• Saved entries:
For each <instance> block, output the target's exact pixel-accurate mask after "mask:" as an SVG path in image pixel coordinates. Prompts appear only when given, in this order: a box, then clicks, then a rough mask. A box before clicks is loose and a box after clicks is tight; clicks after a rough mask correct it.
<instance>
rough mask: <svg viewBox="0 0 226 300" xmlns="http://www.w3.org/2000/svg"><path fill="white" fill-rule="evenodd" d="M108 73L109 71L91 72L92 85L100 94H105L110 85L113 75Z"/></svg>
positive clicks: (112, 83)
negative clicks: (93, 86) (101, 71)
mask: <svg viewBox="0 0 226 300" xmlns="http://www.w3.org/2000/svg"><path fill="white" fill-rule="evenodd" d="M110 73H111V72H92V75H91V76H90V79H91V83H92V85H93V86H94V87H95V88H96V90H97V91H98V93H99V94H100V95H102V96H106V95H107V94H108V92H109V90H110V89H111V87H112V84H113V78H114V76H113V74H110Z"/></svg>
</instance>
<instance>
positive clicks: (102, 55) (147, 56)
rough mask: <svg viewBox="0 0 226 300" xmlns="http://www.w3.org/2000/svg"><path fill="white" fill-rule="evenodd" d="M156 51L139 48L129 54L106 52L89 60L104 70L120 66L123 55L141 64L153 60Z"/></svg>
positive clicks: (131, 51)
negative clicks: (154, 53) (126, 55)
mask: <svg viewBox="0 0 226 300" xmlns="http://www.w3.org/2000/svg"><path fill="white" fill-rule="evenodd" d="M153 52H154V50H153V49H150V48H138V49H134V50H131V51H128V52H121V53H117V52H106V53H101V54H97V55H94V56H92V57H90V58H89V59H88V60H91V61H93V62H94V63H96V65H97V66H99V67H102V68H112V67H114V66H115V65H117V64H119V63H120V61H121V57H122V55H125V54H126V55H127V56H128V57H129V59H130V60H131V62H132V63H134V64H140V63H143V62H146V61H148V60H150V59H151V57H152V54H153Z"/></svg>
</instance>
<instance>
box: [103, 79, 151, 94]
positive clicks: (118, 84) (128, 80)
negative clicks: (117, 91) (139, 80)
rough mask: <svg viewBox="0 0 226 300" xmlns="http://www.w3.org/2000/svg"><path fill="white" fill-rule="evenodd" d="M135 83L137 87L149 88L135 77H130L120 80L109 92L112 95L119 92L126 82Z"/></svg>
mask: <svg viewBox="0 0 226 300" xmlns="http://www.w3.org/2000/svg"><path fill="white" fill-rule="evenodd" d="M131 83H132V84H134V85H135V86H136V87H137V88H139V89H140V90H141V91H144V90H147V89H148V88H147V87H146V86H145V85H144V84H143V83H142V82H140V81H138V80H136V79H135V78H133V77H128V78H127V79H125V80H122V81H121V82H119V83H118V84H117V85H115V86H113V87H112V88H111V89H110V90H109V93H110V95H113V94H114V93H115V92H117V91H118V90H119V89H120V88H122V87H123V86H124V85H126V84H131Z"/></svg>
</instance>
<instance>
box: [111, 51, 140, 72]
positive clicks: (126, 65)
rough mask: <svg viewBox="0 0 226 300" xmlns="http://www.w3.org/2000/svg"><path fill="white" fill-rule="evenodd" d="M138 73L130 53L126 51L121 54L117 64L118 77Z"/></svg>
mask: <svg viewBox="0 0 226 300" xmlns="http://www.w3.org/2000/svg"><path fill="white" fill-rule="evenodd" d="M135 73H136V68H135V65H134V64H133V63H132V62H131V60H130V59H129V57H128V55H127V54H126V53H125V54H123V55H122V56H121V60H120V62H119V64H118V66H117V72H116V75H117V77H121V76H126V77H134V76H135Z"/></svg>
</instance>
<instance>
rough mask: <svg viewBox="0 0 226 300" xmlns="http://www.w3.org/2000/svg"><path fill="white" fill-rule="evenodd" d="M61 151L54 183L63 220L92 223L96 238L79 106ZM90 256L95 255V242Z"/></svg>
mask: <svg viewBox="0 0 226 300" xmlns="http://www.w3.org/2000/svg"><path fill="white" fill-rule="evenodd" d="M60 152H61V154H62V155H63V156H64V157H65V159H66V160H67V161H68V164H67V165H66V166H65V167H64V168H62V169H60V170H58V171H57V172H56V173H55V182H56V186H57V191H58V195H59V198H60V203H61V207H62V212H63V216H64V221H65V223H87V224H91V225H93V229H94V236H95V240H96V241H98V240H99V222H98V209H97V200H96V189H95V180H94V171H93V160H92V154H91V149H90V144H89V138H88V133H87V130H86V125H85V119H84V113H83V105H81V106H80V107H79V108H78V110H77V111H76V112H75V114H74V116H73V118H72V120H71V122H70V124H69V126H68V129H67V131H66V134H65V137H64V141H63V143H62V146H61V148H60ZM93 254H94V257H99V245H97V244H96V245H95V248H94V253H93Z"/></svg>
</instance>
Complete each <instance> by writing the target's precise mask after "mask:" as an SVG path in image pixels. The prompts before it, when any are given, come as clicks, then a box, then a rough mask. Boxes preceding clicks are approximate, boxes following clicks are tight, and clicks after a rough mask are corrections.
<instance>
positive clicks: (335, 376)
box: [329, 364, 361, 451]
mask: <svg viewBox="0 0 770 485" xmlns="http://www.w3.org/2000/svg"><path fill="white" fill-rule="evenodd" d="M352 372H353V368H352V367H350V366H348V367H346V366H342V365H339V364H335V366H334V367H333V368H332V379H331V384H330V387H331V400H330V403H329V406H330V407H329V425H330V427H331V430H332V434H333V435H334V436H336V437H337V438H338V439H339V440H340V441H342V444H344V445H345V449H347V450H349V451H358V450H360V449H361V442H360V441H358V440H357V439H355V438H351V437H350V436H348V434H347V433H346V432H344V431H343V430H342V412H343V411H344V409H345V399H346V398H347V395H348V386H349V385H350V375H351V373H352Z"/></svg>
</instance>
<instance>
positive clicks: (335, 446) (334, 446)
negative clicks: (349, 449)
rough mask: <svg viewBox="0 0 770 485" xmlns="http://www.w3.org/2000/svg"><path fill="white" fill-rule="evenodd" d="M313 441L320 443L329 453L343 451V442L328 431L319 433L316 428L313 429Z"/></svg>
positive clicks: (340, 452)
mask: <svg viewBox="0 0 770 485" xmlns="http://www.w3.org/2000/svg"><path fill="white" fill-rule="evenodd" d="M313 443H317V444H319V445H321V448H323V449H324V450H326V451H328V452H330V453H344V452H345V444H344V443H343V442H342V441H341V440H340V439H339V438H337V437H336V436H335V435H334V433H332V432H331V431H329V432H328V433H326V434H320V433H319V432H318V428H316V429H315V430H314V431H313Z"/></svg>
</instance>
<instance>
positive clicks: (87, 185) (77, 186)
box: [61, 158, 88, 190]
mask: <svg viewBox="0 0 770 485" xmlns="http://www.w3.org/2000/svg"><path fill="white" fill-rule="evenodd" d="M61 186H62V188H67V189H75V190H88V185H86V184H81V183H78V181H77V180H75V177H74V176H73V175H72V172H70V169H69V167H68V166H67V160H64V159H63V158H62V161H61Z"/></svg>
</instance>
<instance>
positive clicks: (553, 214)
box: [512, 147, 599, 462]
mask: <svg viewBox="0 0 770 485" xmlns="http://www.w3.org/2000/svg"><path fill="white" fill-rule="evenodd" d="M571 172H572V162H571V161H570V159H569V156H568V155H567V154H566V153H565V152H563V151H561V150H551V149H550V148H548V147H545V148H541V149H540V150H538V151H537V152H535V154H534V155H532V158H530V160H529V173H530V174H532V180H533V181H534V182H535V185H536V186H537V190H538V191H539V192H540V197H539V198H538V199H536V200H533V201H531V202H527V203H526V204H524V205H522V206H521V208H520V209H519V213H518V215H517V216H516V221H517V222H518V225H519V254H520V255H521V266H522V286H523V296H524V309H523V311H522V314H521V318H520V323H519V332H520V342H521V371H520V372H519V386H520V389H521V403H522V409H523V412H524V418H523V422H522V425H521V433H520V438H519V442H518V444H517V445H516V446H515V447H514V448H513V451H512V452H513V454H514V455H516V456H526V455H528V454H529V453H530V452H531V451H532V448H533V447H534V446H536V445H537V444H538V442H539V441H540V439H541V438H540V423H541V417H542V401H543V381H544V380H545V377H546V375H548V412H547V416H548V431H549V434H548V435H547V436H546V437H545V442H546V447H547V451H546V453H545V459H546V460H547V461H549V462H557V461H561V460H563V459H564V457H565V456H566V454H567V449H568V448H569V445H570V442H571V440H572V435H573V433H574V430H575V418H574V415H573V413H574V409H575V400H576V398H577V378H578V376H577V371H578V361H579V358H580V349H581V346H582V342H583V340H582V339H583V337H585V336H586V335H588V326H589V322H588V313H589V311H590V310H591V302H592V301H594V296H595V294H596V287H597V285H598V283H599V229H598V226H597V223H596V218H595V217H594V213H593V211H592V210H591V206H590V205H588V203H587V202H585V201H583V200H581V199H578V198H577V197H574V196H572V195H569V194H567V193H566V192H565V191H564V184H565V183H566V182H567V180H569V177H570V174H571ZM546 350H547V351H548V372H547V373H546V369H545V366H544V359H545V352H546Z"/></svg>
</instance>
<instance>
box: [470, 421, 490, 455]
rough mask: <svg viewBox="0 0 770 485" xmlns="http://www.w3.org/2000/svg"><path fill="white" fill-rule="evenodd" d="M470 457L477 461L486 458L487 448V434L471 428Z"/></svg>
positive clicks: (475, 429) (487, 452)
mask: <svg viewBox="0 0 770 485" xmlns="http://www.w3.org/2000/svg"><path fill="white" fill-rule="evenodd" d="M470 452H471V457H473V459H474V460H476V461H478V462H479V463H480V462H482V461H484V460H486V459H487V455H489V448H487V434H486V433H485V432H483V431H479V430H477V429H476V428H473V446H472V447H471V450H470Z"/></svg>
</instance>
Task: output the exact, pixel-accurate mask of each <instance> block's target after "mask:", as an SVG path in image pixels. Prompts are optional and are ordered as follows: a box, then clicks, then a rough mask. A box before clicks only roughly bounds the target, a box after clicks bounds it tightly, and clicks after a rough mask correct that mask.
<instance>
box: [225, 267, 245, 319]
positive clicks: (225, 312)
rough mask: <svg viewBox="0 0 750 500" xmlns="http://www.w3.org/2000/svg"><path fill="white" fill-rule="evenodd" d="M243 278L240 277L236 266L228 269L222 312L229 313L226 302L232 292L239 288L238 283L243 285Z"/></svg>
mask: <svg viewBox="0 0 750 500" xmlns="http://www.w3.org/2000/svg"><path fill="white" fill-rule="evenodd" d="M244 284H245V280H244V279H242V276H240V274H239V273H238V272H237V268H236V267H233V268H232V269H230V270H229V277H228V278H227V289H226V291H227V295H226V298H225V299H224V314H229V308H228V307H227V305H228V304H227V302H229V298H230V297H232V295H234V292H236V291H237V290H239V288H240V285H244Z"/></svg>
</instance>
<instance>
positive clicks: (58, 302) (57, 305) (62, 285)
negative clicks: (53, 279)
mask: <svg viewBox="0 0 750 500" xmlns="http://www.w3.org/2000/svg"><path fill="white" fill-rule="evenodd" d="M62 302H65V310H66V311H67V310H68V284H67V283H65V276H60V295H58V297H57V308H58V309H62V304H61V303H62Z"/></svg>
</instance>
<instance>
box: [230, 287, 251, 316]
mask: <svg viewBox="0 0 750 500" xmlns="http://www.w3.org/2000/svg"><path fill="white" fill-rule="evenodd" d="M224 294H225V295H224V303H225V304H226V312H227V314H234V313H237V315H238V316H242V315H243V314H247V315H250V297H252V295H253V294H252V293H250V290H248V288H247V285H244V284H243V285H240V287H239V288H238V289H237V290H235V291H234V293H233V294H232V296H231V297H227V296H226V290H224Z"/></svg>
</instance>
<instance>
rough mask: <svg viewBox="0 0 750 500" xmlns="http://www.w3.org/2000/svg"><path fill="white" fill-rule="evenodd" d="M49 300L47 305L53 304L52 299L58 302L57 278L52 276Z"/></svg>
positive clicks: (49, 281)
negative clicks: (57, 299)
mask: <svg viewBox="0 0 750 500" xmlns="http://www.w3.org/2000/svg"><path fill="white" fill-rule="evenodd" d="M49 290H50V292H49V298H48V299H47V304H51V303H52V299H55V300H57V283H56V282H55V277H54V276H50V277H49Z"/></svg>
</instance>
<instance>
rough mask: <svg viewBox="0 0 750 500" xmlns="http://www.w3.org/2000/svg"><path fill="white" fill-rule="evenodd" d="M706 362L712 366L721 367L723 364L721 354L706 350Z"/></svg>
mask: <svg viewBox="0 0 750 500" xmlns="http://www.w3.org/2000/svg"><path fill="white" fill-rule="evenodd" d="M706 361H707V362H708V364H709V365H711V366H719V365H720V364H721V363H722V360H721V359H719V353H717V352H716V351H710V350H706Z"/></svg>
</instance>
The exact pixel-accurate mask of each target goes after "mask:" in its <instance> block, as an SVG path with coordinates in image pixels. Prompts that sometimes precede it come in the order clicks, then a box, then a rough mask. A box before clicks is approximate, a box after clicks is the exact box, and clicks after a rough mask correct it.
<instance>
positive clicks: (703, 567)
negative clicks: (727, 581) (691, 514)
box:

• Exercise prompt: Please extract every line of the saved entries that contains the string "when", treating uppercase and lowercase as different.

• Result below:
For each <instance> block, output the target's exact pixel-accurate mask after "mask:" as an SVG path in image pixel coordinates. Prompts appear only when given, in this order: a box, then clicks, then a rough mask. A box before clicks is loose and a box after clicks is tight; clicks after a rough mask correct it.
Complete each <instance> by writing the target's precise mask after "mask:" as an SVG path in image pixels. The prompts before it, when any are given, come as clicks, then a box, then a rough mask. Boxes preceding clicks are approximate, boxes following clicks are tight, and clicks after a rough mask are corrections.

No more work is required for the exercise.